▶ [WHAT THE EXERCISE ASKS]:
Read through the lines below and copy the ones holding the string "clicks".

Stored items
━━━━━━
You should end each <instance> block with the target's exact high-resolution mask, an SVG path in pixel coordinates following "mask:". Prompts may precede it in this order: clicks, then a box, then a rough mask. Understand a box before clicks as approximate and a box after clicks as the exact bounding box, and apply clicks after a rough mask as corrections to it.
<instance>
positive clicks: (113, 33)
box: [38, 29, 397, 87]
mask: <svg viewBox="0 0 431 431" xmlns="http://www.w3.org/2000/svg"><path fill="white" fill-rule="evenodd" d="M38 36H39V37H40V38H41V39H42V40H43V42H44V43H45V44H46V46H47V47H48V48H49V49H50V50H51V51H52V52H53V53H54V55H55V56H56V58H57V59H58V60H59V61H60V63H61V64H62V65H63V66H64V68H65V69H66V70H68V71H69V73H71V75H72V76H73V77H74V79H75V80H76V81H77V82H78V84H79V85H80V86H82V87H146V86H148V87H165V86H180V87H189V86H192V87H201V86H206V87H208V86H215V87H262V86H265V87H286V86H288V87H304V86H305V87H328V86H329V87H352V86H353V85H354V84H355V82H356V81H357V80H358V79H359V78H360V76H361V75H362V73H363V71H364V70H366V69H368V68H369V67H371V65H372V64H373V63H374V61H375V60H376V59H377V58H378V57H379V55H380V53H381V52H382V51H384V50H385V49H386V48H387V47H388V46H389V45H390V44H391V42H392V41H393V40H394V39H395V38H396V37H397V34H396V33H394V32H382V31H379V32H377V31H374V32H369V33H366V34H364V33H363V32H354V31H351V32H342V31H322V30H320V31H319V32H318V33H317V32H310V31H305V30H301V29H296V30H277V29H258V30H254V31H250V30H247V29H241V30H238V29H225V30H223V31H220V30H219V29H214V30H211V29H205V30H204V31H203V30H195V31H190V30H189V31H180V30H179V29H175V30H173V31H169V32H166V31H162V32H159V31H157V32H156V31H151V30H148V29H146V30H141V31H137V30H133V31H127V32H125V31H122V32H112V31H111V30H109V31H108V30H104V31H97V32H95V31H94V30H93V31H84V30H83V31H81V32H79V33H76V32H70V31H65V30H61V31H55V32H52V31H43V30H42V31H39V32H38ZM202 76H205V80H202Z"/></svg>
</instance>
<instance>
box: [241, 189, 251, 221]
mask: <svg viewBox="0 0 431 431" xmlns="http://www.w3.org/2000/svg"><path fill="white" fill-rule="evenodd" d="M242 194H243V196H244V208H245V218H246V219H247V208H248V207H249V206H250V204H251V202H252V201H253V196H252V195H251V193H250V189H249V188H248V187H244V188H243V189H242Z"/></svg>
━━━━━━
▶ [RESPONSE TO THE EXERCISE]:
You should end each <instance> block with the target's exact high-resolution mask, an SVG path in pixel coordinates following "mask:". Prompts may precede it in this order: clicks, then a box, then a rough mask. Understand a box before clicks as approximate and a box after clicks as the exact bounding box, and apply clicks after a rough mask as corrections to it.
positive clicks: (113, 33)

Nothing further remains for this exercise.